- Exercise instructions
Output exactly the lines from the line with "the green leaf?" through the end of the records below. Include nothing else.

•••

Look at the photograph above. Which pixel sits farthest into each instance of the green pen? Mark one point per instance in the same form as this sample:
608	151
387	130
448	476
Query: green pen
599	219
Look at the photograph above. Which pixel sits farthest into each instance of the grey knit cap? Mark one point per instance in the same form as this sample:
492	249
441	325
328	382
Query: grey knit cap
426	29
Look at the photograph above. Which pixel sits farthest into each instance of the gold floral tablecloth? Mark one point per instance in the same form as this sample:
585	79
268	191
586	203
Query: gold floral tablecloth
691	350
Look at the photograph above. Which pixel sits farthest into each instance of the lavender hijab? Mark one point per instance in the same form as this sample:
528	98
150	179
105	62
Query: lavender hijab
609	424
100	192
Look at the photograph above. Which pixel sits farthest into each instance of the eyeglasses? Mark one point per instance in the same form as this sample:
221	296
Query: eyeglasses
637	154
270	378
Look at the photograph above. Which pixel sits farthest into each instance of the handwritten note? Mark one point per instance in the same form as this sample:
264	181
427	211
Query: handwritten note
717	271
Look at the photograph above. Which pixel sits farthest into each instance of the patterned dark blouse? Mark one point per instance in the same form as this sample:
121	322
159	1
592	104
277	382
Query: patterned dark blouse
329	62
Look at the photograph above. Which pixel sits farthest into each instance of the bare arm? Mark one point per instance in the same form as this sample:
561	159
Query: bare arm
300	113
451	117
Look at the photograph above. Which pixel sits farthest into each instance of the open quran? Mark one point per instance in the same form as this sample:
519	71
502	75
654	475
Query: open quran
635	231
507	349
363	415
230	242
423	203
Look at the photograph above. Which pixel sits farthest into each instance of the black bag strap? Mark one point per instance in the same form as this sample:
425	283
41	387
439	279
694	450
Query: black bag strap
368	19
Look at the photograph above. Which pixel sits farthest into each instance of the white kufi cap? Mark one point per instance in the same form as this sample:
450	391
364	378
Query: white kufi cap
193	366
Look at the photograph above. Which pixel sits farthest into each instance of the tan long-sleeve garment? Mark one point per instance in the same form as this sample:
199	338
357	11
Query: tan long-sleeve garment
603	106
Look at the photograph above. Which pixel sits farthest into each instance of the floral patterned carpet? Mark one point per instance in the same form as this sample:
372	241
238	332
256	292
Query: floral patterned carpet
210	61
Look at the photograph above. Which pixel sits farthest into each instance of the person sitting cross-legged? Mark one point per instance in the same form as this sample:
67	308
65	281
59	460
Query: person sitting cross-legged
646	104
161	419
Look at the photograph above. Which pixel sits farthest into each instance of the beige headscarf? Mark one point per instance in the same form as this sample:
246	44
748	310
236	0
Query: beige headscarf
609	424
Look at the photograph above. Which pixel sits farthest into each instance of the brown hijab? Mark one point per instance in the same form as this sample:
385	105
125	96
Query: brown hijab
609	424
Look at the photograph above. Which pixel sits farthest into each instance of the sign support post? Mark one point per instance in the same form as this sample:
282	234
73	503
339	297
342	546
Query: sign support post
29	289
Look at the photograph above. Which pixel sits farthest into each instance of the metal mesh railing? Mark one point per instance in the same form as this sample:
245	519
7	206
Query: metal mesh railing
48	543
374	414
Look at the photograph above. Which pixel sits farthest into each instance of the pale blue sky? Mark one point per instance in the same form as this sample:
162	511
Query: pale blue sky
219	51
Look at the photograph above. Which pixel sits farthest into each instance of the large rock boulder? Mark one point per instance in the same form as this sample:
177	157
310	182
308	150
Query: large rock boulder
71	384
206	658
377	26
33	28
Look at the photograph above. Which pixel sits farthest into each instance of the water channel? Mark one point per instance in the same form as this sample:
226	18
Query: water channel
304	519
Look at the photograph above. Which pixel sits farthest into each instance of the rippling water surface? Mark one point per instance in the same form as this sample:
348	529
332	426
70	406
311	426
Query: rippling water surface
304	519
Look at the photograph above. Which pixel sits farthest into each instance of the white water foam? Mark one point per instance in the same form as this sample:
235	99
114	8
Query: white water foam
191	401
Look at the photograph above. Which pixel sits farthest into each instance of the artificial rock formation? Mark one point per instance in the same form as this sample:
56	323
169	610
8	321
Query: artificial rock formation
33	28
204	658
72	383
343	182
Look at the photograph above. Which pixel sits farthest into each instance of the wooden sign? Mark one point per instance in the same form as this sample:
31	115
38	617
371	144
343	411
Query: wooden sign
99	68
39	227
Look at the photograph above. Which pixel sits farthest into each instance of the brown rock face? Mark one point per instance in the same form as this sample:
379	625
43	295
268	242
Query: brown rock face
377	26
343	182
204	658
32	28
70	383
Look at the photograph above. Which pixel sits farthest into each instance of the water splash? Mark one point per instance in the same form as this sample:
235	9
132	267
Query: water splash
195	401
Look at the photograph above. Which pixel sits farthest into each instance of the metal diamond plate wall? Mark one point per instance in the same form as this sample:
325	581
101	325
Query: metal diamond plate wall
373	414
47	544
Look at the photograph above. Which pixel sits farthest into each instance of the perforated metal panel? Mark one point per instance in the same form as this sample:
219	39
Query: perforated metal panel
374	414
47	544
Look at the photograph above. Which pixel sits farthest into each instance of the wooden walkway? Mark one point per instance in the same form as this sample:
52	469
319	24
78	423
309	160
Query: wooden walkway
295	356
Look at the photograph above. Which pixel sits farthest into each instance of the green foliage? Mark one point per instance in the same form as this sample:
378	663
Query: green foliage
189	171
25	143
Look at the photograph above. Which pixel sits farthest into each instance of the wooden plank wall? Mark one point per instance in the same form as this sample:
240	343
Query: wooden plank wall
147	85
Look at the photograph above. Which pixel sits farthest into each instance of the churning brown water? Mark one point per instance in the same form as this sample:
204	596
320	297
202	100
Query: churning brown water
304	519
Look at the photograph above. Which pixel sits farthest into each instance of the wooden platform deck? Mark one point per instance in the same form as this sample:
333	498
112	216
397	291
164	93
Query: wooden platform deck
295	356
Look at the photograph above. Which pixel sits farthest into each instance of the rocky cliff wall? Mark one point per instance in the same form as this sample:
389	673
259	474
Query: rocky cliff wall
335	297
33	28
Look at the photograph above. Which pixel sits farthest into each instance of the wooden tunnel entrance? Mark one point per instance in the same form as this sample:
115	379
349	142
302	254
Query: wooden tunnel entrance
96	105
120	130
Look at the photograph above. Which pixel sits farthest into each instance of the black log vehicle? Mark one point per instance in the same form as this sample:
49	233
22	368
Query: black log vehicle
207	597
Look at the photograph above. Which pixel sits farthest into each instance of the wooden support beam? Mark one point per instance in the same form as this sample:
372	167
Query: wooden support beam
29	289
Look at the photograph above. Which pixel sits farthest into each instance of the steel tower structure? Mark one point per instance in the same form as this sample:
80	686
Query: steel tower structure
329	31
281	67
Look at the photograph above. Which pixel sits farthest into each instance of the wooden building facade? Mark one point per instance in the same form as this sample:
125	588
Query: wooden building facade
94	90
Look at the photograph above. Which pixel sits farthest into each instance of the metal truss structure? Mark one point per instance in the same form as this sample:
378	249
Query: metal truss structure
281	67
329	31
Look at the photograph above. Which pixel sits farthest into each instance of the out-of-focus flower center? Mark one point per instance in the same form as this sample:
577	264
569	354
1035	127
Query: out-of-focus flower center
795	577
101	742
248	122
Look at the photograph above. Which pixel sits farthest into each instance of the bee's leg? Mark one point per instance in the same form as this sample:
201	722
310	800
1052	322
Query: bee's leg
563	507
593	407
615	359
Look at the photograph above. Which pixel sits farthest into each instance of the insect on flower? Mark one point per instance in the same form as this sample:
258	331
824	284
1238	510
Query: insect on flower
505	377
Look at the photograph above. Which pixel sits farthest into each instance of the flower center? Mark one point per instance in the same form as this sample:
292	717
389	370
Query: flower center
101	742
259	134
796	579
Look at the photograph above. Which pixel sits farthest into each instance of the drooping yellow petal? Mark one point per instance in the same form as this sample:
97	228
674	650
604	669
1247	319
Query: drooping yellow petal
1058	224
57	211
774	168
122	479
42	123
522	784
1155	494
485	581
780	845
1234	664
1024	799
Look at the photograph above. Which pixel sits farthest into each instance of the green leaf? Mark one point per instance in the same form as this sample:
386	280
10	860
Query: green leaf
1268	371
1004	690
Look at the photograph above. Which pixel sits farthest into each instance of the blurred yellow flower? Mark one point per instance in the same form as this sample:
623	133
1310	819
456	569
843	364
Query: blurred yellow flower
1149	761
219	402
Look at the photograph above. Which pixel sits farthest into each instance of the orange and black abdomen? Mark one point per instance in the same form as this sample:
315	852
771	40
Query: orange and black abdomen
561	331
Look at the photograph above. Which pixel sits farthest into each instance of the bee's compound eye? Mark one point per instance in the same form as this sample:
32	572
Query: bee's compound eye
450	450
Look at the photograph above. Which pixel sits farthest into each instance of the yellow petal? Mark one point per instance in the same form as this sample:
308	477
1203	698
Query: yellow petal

•••

- Reply to the task
Look at the photograph above. Which pixel sits farthest into each instance of the green leaf? Mark one point per instance in the same form as this sample:
386	280
10	860
Query: green leaf
1268	371
1004	690
Look at the photograph above. Which pixel sits farthest into each instance of the blurred yellow flower? Mark one point per instance in the same form as this sample:
623	133
1310	819
456	569
843	364
Query: blurred yellow flower
1149	761
219	402
Look at the photograph above. Which pixel sits farthest into each instance of the orange and black abdomen? Mark one point per instance in the same form as this sample:
315	852
771	40
Query: orange and black abdomen
561	331
Look at the photograph above. Which pixel sits farthest into each instance of the bee's compound eye? Mark one point per instance in the same form as this sample:
32	572
Query: bee's compound eye
450	450
Look at the photograph above. Which pixel sits farthest into each instance of the yellow petal? Mark one point per instance in the same form as this sample:
308	477
1203	698
Query: yellow petal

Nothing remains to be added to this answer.